Work to do ->
a) According to the pull request description on microfacet normal mapping, what determines the orientation of the perturbed facet?
b) Copy word for word the part of the pull request description on microfacet normal mapping that runs from "Problem description" to "of energy conservation.".

╭─ Excerpt

Implement microfacet normal mapping

[lorentzo]

Intro

This PR contains the implementation of microfacet based normal mapping for more robust normal mapping. It is connected to the issue "Investigate more robust normal mapping" #2427. It is implemented during Google Summer of Code 2020.

Implementation and further discussion is based on paper Microfacet-based Normal Mapping for Robust Monte Carlo path Tracing V. Schussler, E. Heitz, J. Hanika, C. Dachsbacher.

PR contains complete code and test scenes:

1. Main source code in located in src/appleseed/renderer/modeling/bsdf/microacetbrdfwrapper.h.
2. Test scenes are located in sandbox/tests/test scenes/basis modifiers/.

Problem description

Regular normal mapping causes several problems for Monte Carlo path tracing:

1. Non-Symmetric BRDF due to basis construced using shading normals sampled from normal map.
2. Tilting of the positive hemisphere of outgoing directions due to shading normals (ws) sampled from normal map which cause inconsistencies with geometric (wg) hemisphere. This effect is visible as black fringes on final render.
3. Violation of energy conservation.

Solution introduction

Authors introduced microfacet based surface model. Profile of this surface model contains two facets per shading point. Instead of just replacing geometric normal, the sampled shading normal (perturbed normal) from normal map determines the orientation of one of the facets (perturbed facet, wp). Other facet is used so that the average microfacet normal in shading point equals the geometric normal (tangent facet, wt).

Other properties of this model are similar to microfacet models: distribution of normals, projected areas and intersection probabilities, masking and shadowing function. Using this properties macrosurface single and multiple scattering BRDF is derived with assumption of arbitrary perturbed and tangent facet BRDF.

╰─
╭─ Provided material

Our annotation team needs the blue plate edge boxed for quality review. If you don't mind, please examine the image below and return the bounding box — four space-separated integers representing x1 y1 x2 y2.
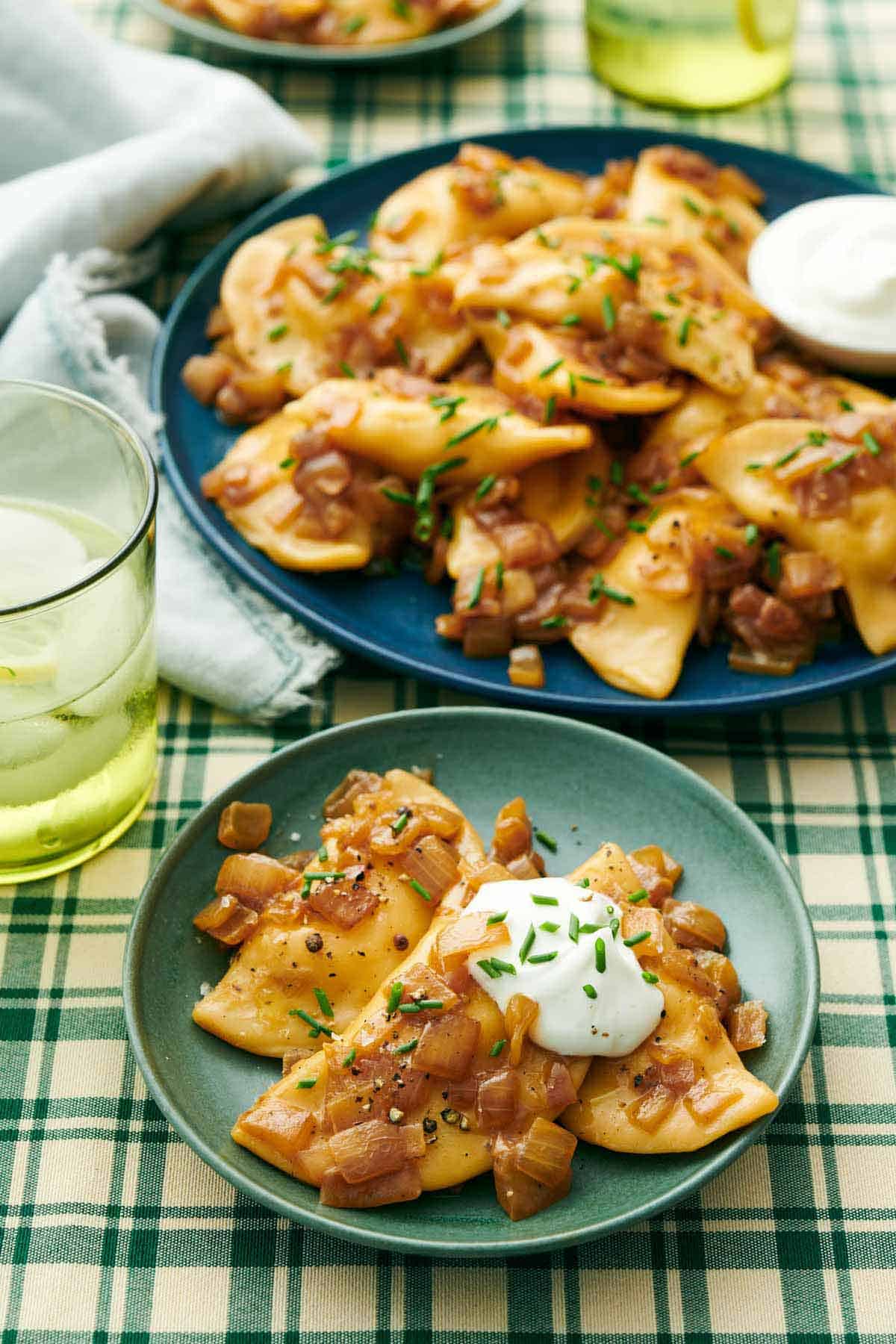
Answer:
149 124 896 719
122 706 821 1260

╰─

Per-task outputs ->
a) The sampled shading normal (perturbed normal) from the normal map.

b)
Problem description

Regular normal mapping causes several problems for Monte Carlo path tracing:

1. Non-Symmetric BRDF due to basis construced using shading normals sampled from normal map.
2. Tilting of the positive hemisphere of outgoing directions due to shading normals (ws) sampled from normal map which cause inconsistencies with geometric (wg) hemisphere. This effect is visible as black fringes on final render.
3. Violation of energy conservation.